> [ESERCIZIO ASSEGNATO]:
Per ciascuna affermazione stabilisci se concorda con l'estratto sul robot perturbante, rispondendo sì o no e citando testualmente le parole decisive dell'estratto.
1. Costruendo automi simili agli esseri umani, l'uomo assume il ruolo di demiurgo.
2. La psicologia degli automi è presentata come un tema marginale della fantascienza moderna.
3. L'inquietante somiglianza degli automi all'uomo non solleva problemi etici.

Il robot perturbante 5
aprile 2018 | Giuseppe O. Longo | Il Ponte rosso N° 33 | nuove tecnologie
Problemi etici
di Giuseppe O. Longo
Abbiamo passato in rassegna alcuni automi, la cui somiglianza con gli esseri umani, nella forma e nelle azioni, è sconcertante. Costruendoli e dotandoli di queste caratteristiche, l’uomo si fa demiurgo. In questo territorio della creazione imitata, o creazione del second’ordine, ci si muove dunque tra diversità palese, suscitatrice di stupore o di orrore, e inquietante somiglianza, generatrice di equivoci e di non facili problemi etici, che ci richiamano alla responsabilità del creatore: di fronte alla complessità della creatura, presupposto della sua somiglianza (quasi) perfetta al modello, ci si può infatti interrogare sui suoi possibili sentimenti, sulle sue frustrazioni e sulle sue reazioni. La psicologia degli automi, degli androidi e dei simbionti è uno dei temi più interessanti della moderna fantascienza e uno dei problemi più complessi di un futuro forse già a portata di mano. Perché suscitare dal nulla creature tanto simili a noi da essere capaci di soffrire?

> [VOCI DEL DATASET]:
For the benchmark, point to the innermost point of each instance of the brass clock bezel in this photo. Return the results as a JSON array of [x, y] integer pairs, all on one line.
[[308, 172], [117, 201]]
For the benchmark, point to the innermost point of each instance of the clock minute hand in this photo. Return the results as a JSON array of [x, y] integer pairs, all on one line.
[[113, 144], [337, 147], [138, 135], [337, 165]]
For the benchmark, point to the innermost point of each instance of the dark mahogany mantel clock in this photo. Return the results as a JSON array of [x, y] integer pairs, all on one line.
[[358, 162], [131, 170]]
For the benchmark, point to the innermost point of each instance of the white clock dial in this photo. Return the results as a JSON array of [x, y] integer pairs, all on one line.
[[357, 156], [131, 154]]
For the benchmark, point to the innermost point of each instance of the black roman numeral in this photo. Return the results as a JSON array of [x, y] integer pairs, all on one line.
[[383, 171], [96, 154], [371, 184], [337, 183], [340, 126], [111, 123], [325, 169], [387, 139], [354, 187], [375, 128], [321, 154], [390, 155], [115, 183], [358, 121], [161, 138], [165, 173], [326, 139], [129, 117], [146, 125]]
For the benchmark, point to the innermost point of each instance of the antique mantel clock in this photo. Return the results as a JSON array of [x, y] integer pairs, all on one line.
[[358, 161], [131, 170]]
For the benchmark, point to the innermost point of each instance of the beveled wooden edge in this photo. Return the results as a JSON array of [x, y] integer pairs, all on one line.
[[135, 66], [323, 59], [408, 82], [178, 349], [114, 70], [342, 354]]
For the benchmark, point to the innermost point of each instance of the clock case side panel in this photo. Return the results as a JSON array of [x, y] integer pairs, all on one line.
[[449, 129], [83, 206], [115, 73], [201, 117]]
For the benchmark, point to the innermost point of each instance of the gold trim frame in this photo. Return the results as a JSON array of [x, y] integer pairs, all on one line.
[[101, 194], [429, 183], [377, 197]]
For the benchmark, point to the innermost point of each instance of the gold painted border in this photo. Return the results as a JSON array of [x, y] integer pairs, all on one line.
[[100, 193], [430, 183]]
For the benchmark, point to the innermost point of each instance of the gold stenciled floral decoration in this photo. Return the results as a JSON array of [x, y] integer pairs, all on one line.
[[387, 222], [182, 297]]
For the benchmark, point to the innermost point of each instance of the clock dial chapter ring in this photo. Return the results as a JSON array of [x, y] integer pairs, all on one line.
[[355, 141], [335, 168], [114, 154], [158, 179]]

> [SOLUZIONE PROPOSTA]:
1. Sì: "Costruendoli e dotandoli di queste caratteristiche, l’uomo si fa demiurgo."
2. No: "La psicologia degli automi, degli androidi e dei simbionti è uno dei temi più interessanti della moderna fantascienza".
3. No: "inquietante somiglianza, generatrice di equivoci e di non facili problemi etici".